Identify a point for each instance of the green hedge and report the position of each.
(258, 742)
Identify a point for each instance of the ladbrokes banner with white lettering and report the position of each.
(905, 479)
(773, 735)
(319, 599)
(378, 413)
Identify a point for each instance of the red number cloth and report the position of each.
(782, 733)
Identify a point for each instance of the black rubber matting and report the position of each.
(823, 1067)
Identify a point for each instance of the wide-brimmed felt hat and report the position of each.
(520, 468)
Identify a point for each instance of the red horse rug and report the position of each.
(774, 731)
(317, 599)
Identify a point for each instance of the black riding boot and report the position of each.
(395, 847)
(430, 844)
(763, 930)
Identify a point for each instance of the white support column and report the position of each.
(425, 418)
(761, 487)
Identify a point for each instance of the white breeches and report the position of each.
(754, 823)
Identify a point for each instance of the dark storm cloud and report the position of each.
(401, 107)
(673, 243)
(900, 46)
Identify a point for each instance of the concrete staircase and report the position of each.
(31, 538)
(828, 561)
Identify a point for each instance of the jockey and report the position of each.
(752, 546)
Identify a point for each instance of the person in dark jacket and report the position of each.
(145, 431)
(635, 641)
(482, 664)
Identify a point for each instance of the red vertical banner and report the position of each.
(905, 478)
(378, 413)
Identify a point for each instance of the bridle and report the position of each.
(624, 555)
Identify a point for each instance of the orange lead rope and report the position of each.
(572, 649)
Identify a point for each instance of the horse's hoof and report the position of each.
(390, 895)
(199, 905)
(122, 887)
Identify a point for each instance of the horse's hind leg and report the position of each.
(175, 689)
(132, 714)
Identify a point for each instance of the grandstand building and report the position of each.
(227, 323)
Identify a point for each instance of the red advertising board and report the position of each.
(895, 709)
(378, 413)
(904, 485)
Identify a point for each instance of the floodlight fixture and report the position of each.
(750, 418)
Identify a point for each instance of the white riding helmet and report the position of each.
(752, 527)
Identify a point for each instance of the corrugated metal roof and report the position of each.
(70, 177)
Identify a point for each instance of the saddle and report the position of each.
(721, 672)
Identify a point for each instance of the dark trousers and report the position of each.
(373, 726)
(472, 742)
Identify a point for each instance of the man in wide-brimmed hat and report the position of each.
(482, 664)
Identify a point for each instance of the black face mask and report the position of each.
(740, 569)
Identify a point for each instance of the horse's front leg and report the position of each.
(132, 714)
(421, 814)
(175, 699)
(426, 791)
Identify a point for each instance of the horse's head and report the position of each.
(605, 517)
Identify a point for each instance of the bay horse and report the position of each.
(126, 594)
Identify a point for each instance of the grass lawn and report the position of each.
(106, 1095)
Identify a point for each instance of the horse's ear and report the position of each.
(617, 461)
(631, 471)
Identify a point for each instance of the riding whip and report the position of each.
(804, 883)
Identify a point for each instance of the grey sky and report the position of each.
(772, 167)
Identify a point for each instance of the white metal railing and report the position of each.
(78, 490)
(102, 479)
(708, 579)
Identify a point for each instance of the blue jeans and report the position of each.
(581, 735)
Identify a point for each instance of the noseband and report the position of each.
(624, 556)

TASK PROMPT: Extract every line of the records above and reproduce each one word for word, keeping the original order.

SOLUTION FOR THIS PROBLEM:
Identify a point for each instance of the green hedge and report the position of each.
(258, 742)
Identify a point for each instance of the ladbrokes banner with white lettering and report the position of each.
(905, 479)
(773, 735)
(319, 599)
(378, 413)
Identify a point for each instance of the red number cloth and report the position of each.
(782, 733)
Identify a point for each instance of the black rubber matting and report the position of each.
(823, 1067)
Identify a point for each instance of the wide-brimmed felt hat and report the position of each.
(520, 468)
Identify a point for each instance of the red horse rug and report the position of each.
(774, 731)
(317, 599)
Identify a point for each instance of the black riding boot and report the position of each.
(395, 847)
(430, 844)
(763, 930)
Identify a point for each instance of the white support column and report the position of each.
(425, 418)
(761, 487)
Identify a point for each instance of the white breeches and report the position of each.
(754, 823)
Identify a point for each instance of the dark storm cloud and report the position of each.
(401, 107)
(673, 243)
(900, 46)
Identify a point for each instance of the concrete staircase and report the position of each.
(31, 538)
(828, 561)
Identify a point for each instance of the jockey and report the position of each.
(752, 546)
Identify a point for each instance of the person in dark jacket and report the position of each.
(145, 431)
(635, 641)
(482, 664)
Identify a point for each instance of the red vertical banner and report the position of each.
(905, 478)
(378, 413)
Identify a point for each instance of the bridle and report the position of each.
(624, 555)
Identify a point for each instance of the orange lead rope and report the position of each.
(572, 649)
Identify a point for each instance of the horse's hoof and report the position of each.
(390, 895)
(199, 905)
(122, 887)
Identify a point for each instance of the horse's hind leg and report the position of each.
(175, 689)
(132, 714)
Identify a point for each instance of the grandstand building and report the position of each.
(227, 323)
Identify a point for each instance of the red advertising board and report the position of each.
(895, 709)
(378, 413)
(904, 485)
Identify a point for each instance of the floodlight fixture and report the position of each.
(750, 418)
Identify a point for each instance of the white riding helmet and report the position of each.
(752, 527)
Identify a point for each instance of the corrugated metal roof and report the position of each.
(70, 177)
Identify a point for each instance of the saddle and report the position of each.
(721, 672)
Identify a point for each instance of the dark trousers and report the position of each.
(373, 726)
(472, 742)
Identify a point for each instance of the man in wide-brimmed hat and report the position of each.
(482, 664)
Identify a point for each instance of the black face mask and report the position of each.
(740, 569)
Identify a point for each instance of the horse's front leg and report the position of each.
(132, 714)
(421, 814)
(175, 699)
(426, 791)
Identify a point for each instance of the horse's head and report the position of each.
(605, 517)
Identify a point for each instance of the bay horse and report the position of each.
(126, 594)
Identify a point for each instance of the grass lawn and report the position of each.
(106, 1095)
Identify a point for each instance of the horse's ear and report the position of each.
(617, 461)
(631, 471)
Identify a point for each instance of the riding whip and report the position of each.
(804, 883)
Identify a point for each instance of the grey sky and report the position of each.
(772, 167)
Identify a point for each instance of the white metal railing and report the position of each.
(78, 490)
(102, 479)
(708, 579)
Identify a point for each instance of the blue jeans and report the position of each.
(581, 735)
Identify a point for each instance of the noseband and report the position of each.
(624, 556)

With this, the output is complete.